## Assignment 1
According to the text below on recalled hand sanitizer, in what month and year did the FDA begin recalling certain hand sanitizer products?
## Assignment 2
Pick up the text on recalled hand sanitizer after its final sentence and continue it.

## Text shown
[Start of Attachment]

In 2020, even the hand sanitizer is potentially suspect. Retailers, distributors and corporate purchasers are now grappling with the added problem of clearing their shelves of it and stopping employees from using the Food and Drug Administration (FDA) recalled product.

Earlier this year, to combat the novel coronavirus, the FDA issued temporary guidance to streamline regulatory processes for manufacturing alcohol-based hand sanitizer (typically ethanol or isopropyl alcohol) to get product quickly to market. Many manufacturers (generally foreign manufacturers), however, then distributed toxic or defective product to U.S.-based distributors. As such, the FDA issued a recall for certain hand sanitizer products beginning in June 2020. Over the following months, it has expanded this recall, citing risks that some products pose a risk of poisoning users with methanol and wood alcohol or leaving customers exposed to COVID-19 as a result of either adulteration or ineffective ingredients.. The FDA has advised importers, consignees, distributors, retailers and others not to distribute or sell certain hand sanitizers, even if the manufacturer of the product has not recalled it, due to the dangers of methanol contamination, including death.

Companies that have purchased the FDA-recalled hand sanitizer now face the logistical challenge of how to handle this material.  In some instances, there may be an opportunity to return these items to the vendor. If the company that purchased the FDA-recalled hand sanitizer must instead dispose of the material, there is an even greater complication –with its high alcohol content, hand sanitizers are considered ignitable and are therefore regulated as hazardous waste when discarded.  40 C.F.R. § 261.21.  This means that depending on the volume of FDA-recalled hand sanitizer that a company disposes, a company may inadvertently trigger Resource Conservation and Recovery Act (RCRA) hazardous waste requirements.

[End of Attachment]

## Data
[Start of Attachment]

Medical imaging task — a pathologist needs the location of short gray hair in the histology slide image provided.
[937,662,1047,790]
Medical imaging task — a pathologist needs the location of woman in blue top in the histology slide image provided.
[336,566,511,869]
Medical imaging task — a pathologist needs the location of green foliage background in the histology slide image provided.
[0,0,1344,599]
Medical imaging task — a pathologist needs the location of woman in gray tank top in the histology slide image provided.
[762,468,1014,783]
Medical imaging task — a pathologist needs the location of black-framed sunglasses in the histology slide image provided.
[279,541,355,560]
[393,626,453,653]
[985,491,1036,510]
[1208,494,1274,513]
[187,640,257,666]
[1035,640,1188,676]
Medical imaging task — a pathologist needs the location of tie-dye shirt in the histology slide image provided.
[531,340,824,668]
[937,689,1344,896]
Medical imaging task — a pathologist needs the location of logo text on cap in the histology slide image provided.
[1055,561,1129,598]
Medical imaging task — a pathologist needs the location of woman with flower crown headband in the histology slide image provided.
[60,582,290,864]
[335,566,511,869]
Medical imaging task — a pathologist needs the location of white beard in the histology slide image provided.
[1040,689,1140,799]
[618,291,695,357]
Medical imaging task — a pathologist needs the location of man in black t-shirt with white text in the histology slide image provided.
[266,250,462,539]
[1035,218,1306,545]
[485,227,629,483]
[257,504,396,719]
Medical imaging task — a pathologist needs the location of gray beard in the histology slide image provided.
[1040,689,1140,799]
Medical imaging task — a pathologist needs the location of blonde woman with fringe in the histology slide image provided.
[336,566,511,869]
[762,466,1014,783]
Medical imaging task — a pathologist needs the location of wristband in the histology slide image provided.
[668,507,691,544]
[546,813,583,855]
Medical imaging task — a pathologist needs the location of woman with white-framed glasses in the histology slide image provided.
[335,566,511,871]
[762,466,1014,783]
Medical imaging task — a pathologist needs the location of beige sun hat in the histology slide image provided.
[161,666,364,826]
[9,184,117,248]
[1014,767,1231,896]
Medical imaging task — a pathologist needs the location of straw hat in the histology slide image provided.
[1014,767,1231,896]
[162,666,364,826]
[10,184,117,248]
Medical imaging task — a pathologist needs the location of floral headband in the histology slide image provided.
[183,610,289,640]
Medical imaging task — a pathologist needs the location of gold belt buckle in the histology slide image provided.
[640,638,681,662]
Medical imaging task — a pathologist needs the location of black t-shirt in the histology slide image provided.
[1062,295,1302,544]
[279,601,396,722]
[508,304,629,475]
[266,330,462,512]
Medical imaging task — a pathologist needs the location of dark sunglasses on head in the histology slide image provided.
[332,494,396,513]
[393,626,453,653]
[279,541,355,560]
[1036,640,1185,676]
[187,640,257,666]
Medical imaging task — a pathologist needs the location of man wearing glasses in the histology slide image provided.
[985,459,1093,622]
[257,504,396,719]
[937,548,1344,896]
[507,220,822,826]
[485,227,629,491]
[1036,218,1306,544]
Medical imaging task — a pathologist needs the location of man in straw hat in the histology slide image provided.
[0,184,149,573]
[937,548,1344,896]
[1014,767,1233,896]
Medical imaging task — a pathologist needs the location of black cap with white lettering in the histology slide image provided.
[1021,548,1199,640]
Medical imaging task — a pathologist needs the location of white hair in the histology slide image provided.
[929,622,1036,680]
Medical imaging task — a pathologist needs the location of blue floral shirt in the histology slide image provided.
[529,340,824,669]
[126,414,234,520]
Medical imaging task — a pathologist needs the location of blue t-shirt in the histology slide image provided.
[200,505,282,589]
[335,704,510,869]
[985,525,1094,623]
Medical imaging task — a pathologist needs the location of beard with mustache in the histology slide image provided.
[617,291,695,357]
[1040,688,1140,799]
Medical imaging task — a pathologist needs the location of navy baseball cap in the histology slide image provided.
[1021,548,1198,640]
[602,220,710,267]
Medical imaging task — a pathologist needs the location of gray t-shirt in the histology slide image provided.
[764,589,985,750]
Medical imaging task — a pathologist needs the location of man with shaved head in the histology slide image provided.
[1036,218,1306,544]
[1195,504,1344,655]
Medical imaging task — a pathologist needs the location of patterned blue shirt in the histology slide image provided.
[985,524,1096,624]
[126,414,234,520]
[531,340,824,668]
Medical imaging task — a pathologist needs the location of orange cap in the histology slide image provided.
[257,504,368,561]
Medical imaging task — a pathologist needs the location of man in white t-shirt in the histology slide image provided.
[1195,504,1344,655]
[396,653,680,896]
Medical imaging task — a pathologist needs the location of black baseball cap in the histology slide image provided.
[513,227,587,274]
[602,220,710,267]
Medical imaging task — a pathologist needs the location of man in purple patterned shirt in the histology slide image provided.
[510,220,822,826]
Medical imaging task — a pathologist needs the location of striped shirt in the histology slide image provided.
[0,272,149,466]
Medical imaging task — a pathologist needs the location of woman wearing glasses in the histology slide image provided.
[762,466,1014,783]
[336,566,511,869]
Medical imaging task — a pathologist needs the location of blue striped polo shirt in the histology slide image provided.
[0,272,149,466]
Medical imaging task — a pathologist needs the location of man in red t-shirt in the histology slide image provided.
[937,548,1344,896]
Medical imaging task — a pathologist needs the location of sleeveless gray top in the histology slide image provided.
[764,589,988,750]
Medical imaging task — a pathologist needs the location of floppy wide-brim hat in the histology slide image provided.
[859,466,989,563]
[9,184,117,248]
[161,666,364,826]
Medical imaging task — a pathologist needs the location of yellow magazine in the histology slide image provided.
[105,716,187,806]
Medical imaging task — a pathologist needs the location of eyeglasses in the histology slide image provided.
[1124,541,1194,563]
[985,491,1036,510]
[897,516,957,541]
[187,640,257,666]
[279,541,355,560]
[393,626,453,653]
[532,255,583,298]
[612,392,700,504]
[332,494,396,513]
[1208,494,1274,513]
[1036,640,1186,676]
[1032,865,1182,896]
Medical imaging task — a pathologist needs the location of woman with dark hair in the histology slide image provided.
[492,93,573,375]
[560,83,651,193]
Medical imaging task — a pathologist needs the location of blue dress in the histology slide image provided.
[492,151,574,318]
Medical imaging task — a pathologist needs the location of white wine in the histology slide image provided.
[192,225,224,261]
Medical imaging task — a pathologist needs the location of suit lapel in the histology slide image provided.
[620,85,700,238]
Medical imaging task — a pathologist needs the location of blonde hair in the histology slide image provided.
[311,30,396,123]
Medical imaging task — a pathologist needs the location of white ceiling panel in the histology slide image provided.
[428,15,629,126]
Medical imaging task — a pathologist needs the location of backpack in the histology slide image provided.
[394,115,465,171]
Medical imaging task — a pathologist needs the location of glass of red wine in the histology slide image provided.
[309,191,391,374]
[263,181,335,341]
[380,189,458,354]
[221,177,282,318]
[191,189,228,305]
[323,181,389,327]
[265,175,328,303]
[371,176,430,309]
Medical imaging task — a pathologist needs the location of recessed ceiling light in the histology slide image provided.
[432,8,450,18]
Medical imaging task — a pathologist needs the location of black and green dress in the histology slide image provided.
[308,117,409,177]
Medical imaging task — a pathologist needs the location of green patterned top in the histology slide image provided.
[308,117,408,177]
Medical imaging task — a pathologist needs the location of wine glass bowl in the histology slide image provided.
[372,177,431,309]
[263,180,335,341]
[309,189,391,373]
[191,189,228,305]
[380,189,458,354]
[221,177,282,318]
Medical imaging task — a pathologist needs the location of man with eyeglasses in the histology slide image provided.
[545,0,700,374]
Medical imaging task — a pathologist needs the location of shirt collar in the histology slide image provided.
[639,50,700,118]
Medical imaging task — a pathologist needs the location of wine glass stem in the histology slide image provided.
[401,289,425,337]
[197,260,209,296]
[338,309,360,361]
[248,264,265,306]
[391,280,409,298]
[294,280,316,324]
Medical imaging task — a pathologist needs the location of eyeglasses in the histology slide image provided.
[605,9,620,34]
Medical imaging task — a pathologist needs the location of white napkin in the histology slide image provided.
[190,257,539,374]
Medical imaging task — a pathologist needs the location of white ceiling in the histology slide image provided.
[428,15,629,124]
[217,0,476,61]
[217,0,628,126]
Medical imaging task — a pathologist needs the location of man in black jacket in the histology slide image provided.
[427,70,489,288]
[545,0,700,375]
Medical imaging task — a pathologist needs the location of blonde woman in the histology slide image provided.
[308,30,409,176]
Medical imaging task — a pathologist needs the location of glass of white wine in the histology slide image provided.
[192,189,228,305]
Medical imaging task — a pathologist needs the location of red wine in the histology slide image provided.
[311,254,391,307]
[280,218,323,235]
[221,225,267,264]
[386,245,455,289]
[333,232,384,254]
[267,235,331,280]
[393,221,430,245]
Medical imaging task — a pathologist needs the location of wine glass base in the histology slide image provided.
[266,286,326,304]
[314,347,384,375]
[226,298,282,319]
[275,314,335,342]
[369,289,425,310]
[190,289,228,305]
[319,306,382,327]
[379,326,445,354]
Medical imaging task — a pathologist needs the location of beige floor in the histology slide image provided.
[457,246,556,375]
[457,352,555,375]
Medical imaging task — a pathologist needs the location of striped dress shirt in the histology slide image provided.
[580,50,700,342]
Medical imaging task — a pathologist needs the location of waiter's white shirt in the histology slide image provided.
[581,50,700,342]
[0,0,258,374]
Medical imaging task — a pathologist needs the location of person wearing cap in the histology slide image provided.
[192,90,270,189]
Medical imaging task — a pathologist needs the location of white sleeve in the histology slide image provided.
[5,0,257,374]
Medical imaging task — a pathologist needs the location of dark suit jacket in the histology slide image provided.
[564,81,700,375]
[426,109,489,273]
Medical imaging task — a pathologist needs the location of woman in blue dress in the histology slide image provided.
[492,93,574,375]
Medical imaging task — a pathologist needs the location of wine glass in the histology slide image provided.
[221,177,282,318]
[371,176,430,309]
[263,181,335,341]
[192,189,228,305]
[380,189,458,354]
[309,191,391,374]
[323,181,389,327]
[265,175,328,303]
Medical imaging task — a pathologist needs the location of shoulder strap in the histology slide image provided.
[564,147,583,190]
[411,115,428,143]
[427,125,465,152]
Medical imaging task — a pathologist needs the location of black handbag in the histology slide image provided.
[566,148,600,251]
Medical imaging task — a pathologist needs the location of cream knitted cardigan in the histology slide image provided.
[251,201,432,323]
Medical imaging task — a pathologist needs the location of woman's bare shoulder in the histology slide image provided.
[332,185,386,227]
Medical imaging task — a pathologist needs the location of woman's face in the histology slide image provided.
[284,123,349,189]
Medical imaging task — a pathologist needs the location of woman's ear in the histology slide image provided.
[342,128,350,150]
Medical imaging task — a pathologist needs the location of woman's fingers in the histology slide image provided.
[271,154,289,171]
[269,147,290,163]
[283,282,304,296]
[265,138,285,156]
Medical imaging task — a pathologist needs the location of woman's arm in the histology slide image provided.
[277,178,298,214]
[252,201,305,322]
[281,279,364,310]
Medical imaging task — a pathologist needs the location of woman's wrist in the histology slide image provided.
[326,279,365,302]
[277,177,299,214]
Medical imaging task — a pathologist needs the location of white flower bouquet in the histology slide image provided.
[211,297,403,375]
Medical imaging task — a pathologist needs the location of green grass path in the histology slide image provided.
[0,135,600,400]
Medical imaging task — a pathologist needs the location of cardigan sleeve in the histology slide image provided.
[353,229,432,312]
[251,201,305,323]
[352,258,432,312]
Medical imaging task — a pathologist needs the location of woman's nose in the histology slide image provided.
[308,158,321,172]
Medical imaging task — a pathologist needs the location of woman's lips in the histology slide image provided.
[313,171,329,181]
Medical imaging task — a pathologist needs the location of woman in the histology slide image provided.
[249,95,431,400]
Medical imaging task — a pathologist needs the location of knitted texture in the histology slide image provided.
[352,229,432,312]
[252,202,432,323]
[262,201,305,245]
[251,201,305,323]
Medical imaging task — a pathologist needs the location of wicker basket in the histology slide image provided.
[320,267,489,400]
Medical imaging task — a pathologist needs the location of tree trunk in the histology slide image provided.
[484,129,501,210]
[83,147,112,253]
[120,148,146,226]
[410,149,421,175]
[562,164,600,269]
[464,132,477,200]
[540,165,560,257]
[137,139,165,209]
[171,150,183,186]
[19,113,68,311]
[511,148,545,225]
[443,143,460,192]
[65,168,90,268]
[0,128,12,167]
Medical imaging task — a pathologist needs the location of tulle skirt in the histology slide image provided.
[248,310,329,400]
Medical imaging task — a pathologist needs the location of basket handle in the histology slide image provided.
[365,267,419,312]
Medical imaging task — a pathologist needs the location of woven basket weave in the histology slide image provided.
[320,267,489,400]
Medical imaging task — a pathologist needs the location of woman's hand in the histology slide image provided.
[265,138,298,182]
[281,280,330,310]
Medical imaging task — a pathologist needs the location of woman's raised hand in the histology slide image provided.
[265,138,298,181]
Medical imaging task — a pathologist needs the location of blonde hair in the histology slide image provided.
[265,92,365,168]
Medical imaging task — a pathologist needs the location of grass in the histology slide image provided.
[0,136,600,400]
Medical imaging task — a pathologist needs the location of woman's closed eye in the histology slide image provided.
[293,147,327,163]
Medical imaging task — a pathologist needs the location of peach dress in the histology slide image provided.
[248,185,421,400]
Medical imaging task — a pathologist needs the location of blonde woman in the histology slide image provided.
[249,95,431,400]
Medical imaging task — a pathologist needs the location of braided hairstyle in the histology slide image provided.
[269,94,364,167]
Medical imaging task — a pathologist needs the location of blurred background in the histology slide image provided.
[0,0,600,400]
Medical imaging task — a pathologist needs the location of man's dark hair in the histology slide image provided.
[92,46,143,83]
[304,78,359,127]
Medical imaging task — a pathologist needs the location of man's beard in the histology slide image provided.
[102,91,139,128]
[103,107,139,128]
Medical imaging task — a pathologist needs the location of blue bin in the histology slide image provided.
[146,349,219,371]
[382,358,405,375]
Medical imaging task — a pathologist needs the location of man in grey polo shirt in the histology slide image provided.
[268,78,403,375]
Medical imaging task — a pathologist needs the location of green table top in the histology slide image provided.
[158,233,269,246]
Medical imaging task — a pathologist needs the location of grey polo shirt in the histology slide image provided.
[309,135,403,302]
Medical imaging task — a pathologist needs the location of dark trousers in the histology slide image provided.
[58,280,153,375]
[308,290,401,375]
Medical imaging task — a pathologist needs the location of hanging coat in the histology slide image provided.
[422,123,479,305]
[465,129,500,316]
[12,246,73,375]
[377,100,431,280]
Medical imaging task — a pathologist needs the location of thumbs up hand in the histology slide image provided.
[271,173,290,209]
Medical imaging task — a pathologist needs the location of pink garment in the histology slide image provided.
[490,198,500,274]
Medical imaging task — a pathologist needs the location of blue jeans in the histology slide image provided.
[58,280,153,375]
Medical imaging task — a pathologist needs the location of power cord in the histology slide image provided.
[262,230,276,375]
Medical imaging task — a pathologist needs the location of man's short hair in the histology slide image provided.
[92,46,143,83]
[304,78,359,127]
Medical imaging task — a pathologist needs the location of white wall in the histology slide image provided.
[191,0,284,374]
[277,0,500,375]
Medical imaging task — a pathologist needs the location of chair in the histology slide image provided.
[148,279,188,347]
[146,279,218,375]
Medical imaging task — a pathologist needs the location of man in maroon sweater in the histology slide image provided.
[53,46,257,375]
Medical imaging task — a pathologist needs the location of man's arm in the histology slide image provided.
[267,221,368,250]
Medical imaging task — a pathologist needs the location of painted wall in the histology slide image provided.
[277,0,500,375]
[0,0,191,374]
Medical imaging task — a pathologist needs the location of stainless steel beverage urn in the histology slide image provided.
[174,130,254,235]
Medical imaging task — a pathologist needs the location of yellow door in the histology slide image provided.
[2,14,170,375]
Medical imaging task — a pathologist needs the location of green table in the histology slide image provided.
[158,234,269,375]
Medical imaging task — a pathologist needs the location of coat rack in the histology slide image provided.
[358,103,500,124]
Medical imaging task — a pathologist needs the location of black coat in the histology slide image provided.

[End of Attachment]

## Task response 1
June 2020.

## Task response 2
A key factor to whether RCRA applies is whether these recalled products are a “waste.”  If either the manufacturer/supplier or the purchasing company immediately concludes that the FDA-recalled hand sanitizer should be discarded, then it is likely that many states will consider this material a “waste” at the company level, subject to the full panoply of RCRA regulatory management standards for hazardous waste. However, where there is a plan to return the recalled hand sanitizer to the manufacturer for further evaluation, testing, or potential reuse for its intended purpose, there is a strong argument that the hand sanitizer, albeit recalled, remains a “product” (rather than a “waste”) and is not (or at least not yet) subject to RCRA. Thus, a company’s knowledge of product disposition and a reasonable expectation of product reuse is key. Unfortunately, some manufacturers, particularly non-U.S. manufacturers, have chosen not the respond to FDA’s recall as of the date of this article, which may mean many U.S. companies have no option other than disposal at the company level.  In this instance, the company should carefully consider the applicable RCRA requirements related to onsite management, transportation, and disposal.

The FDA recall could also implicate new RCRA requirements (under EPA’s 2019 Management Standards for Hazardous Waste Pharmaceuticals rule) applicable to the reverse distribution (including safety recall) of pharmaceuticals, which has been adopted in some states but not others. 84 FR 5816; 40 C.F.R. § 266.503(a). In states that have adopted this new rule, there will be other potential options for consolidating and managing these materials. 84 FR 5816; 40 C.F.R. § 266.501(g)(3) and (4). Moreover, in adoptive states, the new rule may exempt recalled product from complying with RCRA if managed under an FDA program.  These considerations are further complicated by states, particularly California, that have heightened waste disposal regulation for hand-sanitizers as Over-the-Counter Pharmaceuticals (OTCs).

Companies must be mindful not to simply dismiss RCRA responsibility under this new, expanded FDA recall and should ensure compliance with applicable federal and state RCRA requirements when complying with this latest FDA recall notice.